◆ LISTED RECORDS
+++

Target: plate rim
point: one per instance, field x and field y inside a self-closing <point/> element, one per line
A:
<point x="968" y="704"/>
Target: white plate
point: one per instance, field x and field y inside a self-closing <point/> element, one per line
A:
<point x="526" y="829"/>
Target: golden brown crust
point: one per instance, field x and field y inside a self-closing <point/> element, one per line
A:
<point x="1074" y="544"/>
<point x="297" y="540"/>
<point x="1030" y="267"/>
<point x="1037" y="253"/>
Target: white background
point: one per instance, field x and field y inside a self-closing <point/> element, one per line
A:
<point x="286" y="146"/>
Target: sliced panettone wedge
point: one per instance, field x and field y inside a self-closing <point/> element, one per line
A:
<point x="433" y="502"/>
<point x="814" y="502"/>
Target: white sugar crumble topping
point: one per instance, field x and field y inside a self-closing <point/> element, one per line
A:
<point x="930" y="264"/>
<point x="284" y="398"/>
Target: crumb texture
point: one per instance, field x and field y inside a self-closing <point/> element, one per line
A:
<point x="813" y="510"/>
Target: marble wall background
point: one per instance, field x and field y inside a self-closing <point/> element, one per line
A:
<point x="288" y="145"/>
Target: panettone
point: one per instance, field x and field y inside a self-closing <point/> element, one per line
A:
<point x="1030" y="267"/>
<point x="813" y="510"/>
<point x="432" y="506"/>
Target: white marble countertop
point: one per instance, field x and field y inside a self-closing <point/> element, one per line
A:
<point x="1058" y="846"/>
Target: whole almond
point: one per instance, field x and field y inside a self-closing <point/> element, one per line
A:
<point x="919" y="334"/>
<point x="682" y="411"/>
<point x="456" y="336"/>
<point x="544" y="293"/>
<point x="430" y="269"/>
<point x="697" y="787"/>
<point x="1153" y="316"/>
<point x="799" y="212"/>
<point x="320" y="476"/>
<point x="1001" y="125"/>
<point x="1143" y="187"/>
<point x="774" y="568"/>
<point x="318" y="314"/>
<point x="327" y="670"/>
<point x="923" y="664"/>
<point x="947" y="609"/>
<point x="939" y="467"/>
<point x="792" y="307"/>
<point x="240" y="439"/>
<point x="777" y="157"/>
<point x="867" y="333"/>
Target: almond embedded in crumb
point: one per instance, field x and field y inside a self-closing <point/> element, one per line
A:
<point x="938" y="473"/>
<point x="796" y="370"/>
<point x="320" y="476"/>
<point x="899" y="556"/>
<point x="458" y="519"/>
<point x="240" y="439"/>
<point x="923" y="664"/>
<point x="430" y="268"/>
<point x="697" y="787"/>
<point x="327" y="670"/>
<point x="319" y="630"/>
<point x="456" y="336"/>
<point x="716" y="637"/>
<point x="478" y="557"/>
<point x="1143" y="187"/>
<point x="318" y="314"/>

+++

◆ AIM
Set down, unchanged, the line that contains "Target: whole almond" together with every later line in the records, through the last one.

◆ EXERCISE OUTPUT
Target: whole almond
point: one per instance, field x and field y inside a self-closing <point/> element, one per line
A:
<point x="919" y="334"/>
<point x="682" y="411"/>
<point x="456" y="336"/>
<point x="544" y="293"/>
<point x="430" y="269"/>
<point x="697" y="787"/>
<point x="1153" y="316"/>
<point x="799" y="212"/>
<point x="320" y="476"/>
<point x="1001" y="125"/>
<point x="1143" y="187"/>
<point x="774" y="568"/>
<point x="318" y="314"/>
<point x="327" y="670"/>
<point x="923" y="664"/>
<point x="947" y="609"/>
<point x="939" y="467"/>
<point x="792" y="307"/>
<point x="240" y="439"/>
<point x="777" y="157"/>
<point x="867" y="333"/>
Target: almond embedded in crumb
point: one per instance, field x and field y inside a self-closing <point/> element, one per line
A:
<point x="938" y="473"/>
<point x="796" y="370"/>
<point x="320" y="476"/>
<point x="899" y="556"/>
<point x="458" y="519"/>
<point x="240" y="439"/>
<point x="923" y="664"/>
<point x="430" y="268"/>
<point x="697" y="787"/>
<point x="327" y="670"/>
<point x="319" y="630"/>
<point x="456" y="336"/>
<point x="716" y="637"/>
<point x="478" y="557"/>
<point x="1143" y="187"/>
<point x="318" y="314"/>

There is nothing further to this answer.